TASK BRIEF:
Restate all of the entries exactly. Any picture in them should be skipped.

### SUPPLIED MATERIAL ###

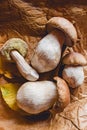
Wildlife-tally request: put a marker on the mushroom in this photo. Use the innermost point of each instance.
(73, 75)
(16, 49)
(48, 51)
(63, 93)
(36, 97)
(74, 58)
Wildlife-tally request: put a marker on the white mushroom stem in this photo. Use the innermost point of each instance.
(24, 68)
(48, 52)
(73, 75)
(36, 97)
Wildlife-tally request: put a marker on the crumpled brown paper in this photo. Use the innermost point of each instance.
(27, 19)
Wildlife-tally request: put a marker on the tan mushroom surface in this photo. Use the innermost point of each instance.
(27, 20)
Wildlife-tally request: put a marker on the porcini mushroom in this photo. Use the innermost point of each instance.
(48, 52)
(63, 93)
(73, 75)
(36, 97)
(74, 58)
(16, 49)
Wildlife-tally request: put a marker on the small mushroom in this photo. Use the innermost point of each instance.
(36, 97)
(48, 52)
(73, 75)
(63, 93)
(74, 58)
(16, 49)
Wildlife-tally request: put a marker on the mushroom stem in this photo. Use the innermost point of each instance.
(24, 68)
(48, 52)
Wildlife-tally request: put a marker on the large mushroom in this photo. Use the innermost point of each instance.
(48, 52)
(36, 97)
(73, 72)
(15, 49)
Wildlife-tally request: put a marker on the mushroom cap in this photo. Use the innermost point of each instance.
(14, 44)
(63, 93)
(36, 97)
(73, 75)
(64, 25)
(48, 52)
(74, 58)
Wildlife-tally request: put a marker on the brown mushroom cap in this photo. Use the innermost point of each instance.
(14, 44)
(74, 58)
(64, 25)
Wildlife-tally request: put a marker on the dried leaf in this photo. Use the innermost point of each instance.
(9, 70)
(9, 92)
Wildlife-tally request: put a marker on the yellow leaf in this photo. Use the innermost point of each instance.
(8, 69)
(9, 92)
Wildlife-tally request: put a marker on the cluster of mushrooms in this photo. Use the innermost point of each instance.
(37, 96)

###

RESPONSE AREA:
Wildlife-tally request: put a marker on the mushroom in this photo. Use the innermost point of each instance.
(73, 75)
(16, 49)
(48, 51)
(63, 93)
(36, 97)
(74, 58)
Wildlife-tally request: put a marker on the white mushroom stem in this photo. Use the innermost point of each instance.
(24, 68)
(48, 52)
(73, 75)
(36, 97)
Wildlife-tally request: put a marker on the crumpled brown paper in this photo. Use the innermost point of each instance.
(27, 19)
Wildlife-tally request: put a marker on the tan mushroom surface in this photo. Use the innermost point of each instance.
(27, 20)
Wildlife-tally request: put a marker on the porcini mushroom in this photo. Use the innermost point of each instance.
(48, 52)
(63, 93)
(73, 75)
(36, 97)
(74, 58)
(16, 49)
Wildlife-tally request: put a marker on the small mushroom in this photo. Use the innermost point of each instance.
(36, 97)
(48, 52)
(73, 75)
(63, 93)
(74, 58)
(16, 49)
Wildlife-tally request: put a marker on the mushroom stem in this photo. Use the innermost point of each instance.
(24, 68)
(48, 52)
Wildlife-tally request: put a marker on the large mushroom in this photo. Use the innermost point of each instance.
(48, 52)
(36, 97)
(73, 72)
(15, 49)
Wildlife-tally request: put a marker on the mushroom cap in this photo. Use the innermost point of each instance.
(14, 44)
(63, 93)
(36, 97)
(73, 75)
(64, 25)
(48, 52)
(74, 58)
Wildlife-tally request: put a marker on the brown mushroom cap in this photo. Use the innermost point of each instance.
(14, 44)
(74, 58)
(64, 25)
Wildlife-tally request: put a marker on the dried leaf in this photo. Use the innermost point of each instance.
(9, 70)
(9, 92)
Wildlife-tally request: put a marker on the yellow leaf in this photo. Use the innermost point of each instance.
(8, 69)
(9, 92)
Wildlife-tally request: put a marker on the cluster of mushrooms in this photo. Use the innermost point of each instance.
(37, 96)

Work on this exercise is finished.